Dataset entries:
## start

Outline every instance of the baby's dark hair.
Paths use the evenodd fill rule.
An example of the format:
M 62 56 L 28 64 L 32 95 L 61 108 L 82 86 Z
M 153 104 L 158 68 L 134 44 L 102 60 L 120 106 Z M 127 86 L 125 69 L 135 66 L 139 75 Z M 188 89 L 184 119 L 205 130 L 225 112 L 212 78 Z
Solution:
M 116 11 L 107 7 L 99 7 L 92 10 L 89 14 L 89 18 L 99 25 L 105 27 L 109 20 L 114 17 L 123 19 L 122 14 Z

## end

Challenge: Copy every line of the data above word for word, with nothing changed.

The reply:
Outline every instance of the baby's dark hair.
Paths use the evenodd fill rule.
An example of the format:
M 62 56 L 28 64 L 32 95 L 61 108 L 82 86 Z
M 153 104 L 158 68 L 134 44 L 102 60 L 120 106 Z M 127 86 L 125 69 L 135 66 L 139 75 Z M 188 89 L 184 119 L 205 130 L 225 112 L 212 78 Z
Solution:
M 116 11 L 107 7 L 99 7 L 92 10 L 89 14 L 89 18 L 99 25 L 105 27 L 109 20 L 114 17 L 123 19 L 122 14 Z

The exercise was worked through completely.